Reproduce the passage on the USC campus construction plans in full, word for word.

EXERCISE TEXT —

#####

ONE LONG-AWAITED feature of the most recent spate of campus construction, the new entrance on Exposition Boulevard, is expected to open by the end of this month. The en trance, which will re place the current Gate 2, was designed to give the campus an elegant, formal “front door.” Eventually, a water element, which has not yet been designed, will join the plaza and tree-lined loggias leading to Widney Alumni House, Moran said.

The university’s Capital Planning Committee developed the list of projects at the request of the provost and president, he said.

“Many of the older buildings are antiquated and don’t use their sites well,” Moran said. “We wanted to look at removing some of those buildings to achieve a more urban campus design by building to the street and sidewalk lines.”

The planning committee, which will issue an interim report in three months, learned that because of setback requirements, the most efficient way to add square footage is with four- and five-story buildings. When such buildings are constructed close to the street and sidewalks, with “intimate, human” open spaces replacing the seldom-used large patios of buildings like the Von KleinSmid Center, a more consistent “urban campus” results, Moran said.

Using these guidelines, USC’s total campus square footage could increase by 50 percent, he said.

In addition, the new construction will follow the example of Popovich and Lewis halls in echoing the university’s best architecture – the classic buildings of the campus’ historic core, including Bovard Administration Building, Mudd Hall of Philosophy and Science Hall – through such features as red tile roofs and banded brick.

#####

Referring expression pointing data
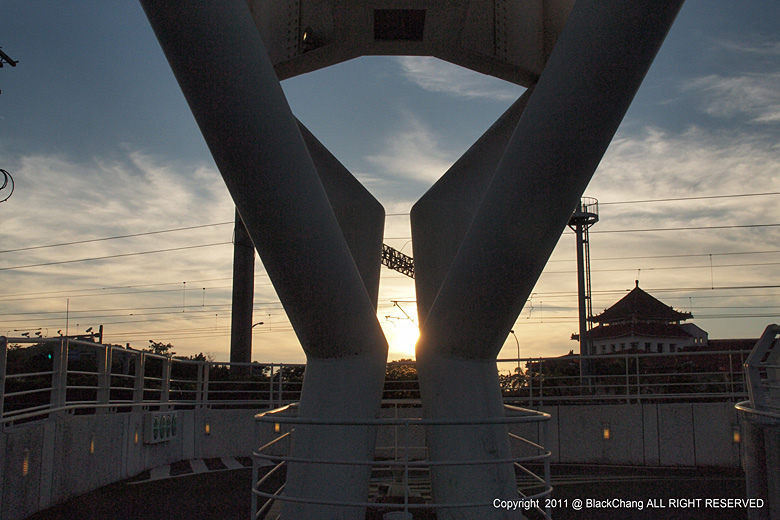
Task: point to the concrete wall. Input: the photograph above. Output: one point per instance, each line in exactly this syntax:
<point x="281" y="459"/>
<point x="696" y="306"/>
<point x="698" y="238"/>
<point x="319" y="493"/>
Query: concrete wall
<point x="61" y="465"/>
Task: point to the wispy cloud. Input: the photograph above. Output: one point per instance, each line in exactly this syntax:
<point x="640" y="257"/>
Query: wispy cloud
<point x="761" y="47"/>
<point x="755" y="96"/>
<point x="435" y="75"/>
<point x="414" y="152"/>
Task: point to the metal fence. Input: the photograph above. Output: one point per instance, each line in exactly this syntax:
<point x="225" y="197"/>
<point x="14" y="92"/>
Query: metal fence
<point x="44" y="377"/>
<point x="626" y="378"/>
<point x="400" y="470"/>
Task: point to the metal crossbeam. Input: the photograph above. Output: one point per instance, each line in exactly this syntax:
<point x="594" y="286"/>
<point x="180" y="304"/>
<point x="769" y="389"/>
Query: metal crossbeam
<point x="397" y="261"/>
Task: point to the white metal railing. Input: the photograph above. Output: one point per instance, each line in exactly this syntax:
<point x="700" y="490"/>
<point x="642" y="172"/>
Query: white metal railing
<point x="762" y="372"/>
<point x="626" y="377"/>
<point x="409" y="460"/>
<point x="41" y="378"/>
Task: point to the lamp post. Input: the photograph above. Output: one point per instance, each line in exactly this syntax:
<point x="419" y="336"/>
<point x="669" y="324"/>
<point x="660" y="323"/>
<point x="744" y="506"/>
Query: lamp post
<point x="518" y="358"/>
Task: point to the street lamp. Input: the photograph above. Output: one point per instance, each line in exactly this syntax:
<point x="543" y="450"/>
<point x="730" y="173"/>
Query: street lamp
<point x="518" y="358"/>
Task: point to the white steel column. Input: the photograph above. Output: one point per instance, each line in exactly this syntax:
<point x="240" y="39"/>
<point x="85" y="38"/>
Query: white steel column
<point x="584" y="91"/>
<point x="223" y="69"/>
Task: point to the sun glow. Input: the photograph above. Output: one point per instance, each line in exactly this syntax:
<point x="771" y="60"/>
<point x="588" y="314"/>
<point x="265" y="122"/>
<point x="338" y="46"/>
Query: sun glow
<point x="401" y="337"/>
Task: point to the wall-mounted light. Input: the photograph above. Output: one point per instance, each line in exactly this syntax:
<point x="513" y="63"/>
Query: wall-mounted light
<point x="26" y="462"/>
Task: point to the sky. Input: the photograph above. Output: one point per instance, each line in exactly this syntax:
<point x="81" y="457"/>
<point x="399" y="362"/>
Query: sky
<point x="106" y="157"/>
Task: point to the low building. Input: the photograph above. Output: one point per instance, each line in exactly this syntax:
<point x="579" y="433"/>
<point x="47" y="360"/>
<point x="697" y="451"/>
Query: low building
<point x="640" y="322"/>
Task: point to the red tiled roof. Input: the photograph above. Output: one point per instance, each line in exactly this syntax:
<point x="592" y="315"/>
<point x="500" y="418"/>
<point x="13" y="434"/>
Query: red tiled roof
<point x="640" y="306"/>
<point x="642" y="329"/>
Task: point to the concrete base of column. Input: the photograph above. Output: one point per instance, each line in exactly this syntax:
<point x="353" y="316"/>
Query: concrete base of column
<point x="329" y="393"/>
<point x="476" y="396"/>
<point x="761" y="452"/>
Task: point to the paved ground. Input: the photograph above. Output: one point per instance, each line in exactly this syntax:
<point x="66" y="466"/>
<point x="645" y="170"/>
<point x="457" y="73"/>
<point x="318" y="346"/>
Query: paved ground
<point x="218" y="492"/>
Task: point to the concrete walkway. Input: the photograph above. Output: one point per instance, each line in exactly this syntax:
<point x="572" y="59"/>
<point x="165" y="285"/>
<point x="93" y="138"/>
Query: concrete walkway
<point x="223" y="493"/>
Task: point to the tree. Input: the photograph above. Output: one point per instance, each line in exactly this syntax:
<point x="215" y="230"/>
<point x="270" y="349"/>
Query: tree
<point x="158" y="347"/>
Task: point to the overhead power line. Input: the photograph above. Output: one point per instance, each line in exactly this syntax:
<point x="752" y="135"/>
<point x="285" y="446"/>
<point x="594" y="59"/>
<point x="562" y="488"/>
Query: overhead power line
<point x="103" y="239"/>
<point x="705" y="197"/>
<point x="107" y="257"/>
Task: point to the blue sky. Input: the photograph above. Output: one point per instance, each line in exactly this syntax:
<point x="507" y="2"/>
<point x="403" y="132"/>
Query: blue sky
<point x="100" y="143"/>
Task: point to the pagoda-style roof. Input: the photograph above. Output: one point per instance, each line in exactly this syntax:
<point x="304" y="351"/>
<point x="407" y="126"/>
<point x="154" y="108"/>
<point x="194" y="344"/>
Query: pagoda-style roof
<point x="639" y="306"/>
<point x="639" y="329"/>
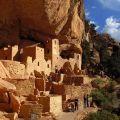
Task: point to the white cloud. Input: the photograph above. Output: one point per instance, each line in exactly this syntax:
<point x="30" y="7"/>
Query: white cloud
<point x="113" y="27"/>
<point x="93" y="7"/>
<point x="87" y="13"/>
<point x="111" y="4"/>
<point x="97" y="26"/>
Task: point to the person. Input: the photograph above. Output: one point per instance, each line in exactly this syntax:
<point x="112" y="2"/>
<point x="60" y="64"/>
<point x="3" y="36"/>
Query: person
<point x="76" y="104"/>
<point x="71" y="107"/>
<point x="85" y="101"/>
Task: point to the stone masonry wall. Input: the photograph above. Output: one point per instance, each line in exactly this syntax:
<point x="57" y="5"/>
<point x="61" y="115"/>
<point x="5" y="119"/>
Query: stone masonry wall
<point x="16" y="69"/>
<point x="23" y="86"/>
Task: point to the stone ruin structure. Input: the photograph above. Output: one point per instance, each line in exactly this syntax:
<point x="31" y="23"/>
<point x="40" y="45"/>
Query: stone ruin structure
<point x="40" y="56"/>
<point x="42" y="76"/>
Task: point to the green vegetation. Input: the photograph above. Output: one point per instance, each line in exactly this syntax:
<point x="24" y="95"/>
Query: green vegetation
<point x="108" y="50"/>
<point x="102" y="115"/>
<point x="106" y="97"/>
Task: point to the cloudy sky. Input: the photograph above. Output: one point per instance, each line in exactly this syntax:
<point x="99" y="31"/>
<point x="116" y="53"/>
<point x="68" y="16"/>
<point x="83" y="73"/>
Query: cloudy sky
<point x="105" y="14"/>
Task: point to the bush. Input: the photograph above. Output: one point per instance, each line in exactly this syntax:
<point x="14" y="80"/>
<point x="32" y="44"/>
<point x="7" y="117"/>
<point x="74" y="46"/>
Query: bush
<point x="102" y="115"/>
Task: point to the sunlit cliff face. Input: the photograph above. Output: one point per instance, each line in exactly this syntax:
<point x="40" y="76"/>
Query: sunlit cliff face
<point x="41" y="19"/>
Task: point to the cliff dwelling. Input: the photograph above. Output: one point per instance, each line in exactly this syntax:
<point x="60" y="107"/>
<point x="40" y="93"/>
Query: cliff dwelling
<point x="41" y="58"/>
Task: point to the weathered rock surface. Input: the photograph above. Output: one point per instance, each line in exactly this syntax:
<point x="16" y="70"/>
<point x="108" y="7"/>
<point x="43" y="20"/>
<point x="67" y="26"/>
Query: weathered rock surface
<point x="41" y="19"/>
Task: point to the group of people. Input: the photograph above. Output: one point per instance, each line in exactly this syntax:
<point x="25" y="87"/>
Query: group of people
<point x="87" y="101"/>
<point x="74" y="105"/>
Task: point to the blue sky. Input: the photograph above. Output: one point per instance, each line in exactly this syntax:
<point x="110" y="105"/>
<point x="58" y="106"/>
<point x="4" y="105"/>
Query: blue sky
<point x="105" y="14"/>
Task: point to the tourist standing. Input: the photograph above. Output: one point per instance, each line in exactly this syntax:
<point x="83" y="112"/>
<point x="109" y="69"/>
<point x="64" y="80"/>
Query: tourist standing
<point x="76" y="104"/>
<point x="85" y="101"/>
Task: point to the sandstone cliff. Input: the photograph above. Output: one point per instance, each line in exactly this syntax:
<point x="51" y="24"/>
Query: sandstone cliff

#####

WRITTEN ANSWER —
ONE LONG-AWAITED feature of the most recent spate of campus construction, the new entrance on Exposition Boulevard, is expected to open by the end of this month. The en trance, which will re place the current Gate 2, was designed to give the campus an elegant, formal “front door.” Eventually, a water element, which has not yet been designed, will join the plaza and tree-lined loggias leading to Widney Alumni House, Moran said.

The university’s Capital Planning Committee developed the list of projects at the request of the provost and president, he said.

“Many of the older buildings are antiquated and don’t use their sites well,” Moran said. “We wanted to look at removing some of those buildings to achieve a more urban campus design by building to the street and sidewalk lines.”

The planning committee, which will issue an interim report in three months, learned that because of setback requirements, the most efficient way to add square footage is with four- and five-story buildings. When such buildings are constructed close to the street and sidewalks, with “intimate, human” open spaces replacing the seldom-used large patios of buildings like the Von KleinSmid Center, a more consistent “urban campus” results, Moran said.

Using these guidelines, USC’s total campus square footage could increase by 50 percent, he said.

In addition, the new construction will follow the example of Popovich and Lewis halls in echoing the university’s best architecture – the classic buildings of the campus’ historic core, including Bovard Administration Building, Mudd Hall of Philosophy and Science Hall – through such features as red tile roofs and banded brick.